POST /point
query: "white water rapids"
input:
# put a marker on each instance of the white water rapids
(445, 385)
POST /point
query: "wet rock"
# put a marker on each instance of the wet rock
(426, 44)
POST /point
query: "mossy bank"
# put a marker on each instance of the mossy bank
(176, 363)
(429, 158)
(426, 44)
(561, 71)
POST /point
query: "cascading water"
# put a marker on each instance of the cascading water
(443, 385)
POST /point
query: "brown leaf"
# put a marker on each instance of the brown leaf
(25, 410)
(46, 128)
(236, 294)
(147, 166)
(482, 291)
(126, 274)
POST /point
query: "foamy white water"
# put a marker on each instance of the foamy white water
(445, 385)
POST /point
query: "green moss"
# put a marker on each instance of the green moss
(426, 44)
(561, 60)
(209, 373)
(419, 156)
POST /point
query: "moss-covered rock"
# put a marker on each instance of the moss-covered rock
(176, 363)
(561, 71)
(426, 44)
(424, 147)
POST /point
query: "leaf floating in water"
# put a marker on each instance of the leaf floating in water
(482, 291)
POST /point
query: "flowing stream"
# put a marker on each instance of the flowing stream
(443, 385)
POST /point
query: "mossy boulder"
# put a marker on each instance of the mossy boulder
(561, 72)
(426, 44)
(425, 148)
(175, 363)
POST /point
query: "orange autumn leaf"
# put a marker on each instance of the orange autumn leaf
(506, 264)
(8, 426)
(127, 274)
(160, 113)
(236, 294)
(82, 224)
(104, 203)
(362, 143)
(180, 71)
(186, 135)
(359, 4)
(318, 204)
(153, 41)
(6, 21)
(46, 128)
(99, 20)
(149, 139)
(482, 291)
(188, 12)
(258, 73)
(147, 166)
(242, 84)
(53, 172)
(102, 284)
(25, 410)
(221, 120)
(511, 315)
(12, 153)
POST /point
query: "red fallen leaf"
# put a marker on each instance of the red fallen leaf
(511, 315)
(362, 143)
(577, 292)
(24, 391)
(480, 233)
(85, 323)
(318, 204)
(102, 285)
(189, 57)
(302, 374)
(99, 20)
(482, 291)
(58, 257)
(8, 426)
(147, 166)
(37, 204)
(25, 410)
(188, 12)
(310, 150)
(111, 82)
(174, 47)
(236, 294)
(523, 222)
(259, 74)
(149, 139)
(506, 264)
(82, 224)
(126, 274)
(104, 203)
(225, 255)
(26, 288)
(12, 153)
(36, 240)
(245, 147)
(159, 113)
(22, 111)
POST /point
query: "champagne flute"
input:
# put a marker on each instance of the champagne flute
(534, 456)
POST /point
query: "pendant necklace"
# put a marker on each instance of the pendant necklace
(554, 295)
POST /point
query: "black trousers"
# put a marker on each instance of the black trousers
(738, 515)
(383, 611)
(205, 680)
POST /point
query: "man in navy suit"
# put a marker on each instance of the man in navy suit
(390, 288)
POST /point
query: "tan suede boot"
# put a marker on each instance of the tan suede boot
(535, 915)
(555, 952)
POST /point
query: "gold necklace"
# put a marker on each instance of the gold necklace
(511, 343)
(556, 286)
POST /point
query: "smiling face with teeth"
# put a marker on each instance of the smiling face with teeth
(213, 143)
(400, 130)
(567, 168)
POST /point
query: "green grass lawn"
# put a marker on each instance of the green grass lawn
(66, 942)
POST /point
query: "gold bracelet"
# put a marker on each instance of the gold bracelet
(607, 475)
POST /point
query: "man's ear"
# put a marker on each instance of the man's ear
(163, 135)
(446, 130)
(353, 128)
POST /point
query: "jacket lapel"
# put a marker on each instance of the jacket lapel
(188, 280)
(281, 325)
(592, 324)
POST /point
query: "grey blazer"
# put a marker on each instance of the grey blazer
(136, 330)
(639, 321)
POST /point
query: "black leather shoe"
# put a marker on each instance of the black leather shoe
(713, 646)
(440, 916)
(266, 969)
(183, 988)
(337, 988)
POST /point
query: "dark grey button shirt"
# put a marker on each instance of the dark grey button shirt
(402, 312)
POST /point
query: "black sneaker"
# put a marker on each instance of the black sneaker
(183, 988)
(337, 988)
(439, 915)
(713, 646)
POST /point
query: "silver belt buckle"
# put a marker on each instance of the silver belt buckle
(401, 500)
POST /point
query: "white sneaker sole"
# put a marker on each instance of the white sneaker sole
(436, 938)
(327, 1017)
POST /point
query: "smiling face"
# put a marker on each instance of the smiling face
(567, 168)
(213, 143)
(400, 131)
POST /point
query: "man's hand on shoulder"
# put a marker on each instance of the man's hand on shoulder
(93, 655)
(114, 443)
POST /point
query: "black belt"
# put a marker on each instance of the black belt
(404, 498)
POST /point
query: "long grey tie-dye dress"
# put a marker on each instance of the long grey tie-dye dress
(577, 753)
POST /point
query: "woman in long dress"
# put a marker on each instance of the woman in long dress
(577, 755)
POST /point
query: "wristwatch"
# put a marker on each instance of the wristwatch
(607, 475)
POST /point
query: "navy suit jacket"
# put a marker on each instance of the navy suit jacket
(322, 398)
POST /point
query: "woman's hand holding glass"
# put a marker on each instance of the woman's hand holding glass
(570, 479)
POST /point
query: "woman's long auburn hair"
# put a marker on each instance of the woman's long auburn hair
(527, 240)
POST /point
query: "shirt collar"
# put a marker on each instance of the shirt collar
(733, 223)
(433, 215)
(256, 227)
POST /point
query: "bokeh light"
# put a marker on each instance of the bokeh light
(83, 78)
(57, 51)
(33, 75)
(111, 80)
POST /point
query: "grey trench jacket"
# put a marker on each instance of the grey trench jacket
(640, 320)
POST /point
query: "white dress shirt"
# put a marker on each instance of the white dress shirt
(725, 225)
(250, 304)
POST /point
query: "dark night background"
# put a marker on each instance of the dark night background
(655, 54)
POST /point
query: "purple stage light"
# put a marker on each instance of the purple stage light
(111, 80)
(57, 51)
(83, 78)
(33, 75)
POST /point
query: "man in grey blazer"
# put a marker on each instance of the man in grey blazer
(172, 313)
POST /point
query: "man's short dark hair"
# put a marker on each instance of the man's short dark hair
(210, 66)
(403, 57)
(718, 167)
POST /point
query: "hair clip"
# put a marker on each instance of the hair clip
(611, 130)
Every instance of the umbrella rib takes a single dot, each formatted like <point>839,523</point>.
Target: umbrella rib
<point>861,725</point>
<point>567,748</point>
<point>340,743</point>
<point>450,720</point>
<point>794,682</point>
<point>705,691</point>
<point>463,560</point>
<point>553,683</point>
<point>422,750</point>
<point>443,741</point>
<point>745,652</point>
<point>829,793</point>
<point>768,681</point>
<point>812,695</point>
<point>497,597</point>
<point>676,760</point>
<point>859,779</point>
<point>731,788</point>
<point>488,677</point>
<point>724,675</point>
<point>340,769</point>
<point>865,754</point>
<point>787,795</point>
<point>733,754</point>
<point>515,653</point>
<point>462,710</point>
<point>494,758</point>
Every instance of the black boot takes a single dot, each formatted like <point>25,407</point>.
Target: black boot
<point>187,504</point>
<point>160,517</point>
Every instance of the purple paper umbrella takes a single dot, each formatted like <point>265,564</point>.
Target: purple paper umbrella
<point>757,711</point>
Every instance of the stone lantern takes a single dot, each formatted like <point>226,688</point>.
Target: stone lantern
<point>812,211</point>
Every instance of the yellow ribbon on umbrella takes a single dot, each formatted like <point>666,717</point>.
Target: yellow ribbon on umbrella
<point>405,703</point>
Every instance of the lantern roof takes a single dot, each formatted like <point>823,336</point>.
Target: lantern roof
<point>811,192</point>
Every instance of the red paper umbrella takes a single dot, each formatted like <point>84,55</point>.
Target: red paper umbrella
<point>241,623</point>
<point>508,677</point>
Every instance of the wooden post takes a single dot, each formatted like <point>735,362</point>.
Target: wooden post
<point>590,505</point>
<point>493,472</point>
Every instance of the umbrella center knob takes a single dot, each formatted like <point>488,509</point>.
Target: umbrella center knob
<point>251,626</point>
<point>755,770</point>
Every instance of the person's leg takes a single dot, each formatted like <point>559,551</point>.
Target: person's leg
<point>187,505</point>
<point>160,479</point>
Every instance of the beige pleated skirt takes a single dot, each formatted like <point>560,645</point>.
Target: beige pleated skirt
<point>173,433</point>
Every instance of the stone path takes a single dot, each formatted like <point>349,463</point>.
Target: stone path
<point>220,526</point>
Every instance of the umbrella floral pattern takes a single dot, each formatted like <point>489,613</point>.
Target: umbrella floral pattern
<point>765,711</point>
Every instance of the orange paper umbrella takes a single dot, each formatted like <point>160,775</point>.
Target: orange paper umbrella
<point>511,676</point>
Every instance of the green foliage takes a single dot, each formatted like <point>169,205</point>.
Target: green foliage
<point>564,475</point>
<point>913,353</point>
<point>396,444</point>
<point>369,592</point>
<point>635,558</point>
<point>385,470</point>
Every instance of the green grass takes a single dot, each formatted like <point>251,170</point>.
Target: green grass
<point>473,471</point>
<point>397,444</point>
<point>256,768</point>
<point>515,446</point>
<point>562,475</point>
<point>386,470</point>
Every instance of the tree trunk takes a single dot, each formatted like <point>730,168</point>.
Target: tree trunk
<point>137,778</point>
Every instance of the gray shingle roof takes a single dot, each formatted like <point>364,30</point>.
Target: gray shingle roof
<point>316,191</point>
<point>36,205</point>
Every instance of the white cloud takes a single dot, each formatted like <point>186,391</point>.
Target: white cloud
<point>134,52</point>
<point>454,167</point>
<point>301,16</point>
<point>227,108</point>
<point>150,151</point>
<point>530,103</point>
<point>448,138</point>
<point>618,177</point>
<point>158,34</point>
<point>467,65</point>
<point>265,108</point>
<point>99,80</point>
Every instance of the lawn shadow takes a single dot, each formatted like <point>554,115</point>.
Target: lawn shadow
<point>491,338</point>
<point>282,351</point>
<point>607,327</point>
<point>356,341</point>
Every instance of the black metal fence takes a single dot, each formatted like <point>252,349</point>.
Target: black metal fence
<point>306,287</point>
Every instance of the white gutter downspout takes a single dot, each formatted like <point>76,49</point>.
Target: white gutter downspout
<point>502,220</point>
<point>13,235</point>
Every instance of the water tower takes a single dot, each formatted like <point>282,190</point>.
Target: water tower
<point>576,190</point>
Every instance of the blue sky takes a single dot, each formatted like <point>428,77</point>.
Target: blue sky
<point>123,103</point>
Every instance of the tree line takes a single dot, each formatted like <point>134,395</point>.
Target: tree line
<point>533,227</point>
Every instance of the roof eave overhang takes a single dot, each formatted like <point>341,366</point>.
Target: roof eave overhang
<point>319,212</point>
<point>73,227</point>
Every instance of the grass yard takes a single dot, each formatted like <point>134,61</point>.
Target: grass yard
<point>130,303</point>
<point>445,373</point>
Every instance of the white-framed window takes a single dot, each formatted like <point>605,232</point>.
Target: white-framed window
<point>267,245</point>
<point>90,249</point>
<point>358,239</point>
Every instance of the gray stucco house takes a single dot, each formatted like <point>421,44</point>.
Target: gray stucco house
★ ★ ★
◆ **ABOUT THIS TASK**
Search the data for the word "house" and copy each line where it appears.

◆ **RESULT BELOW**
Every instance of the gray stucco house takes a single dot, each formatted like <point>421,44</point>.
Target: gray stucco house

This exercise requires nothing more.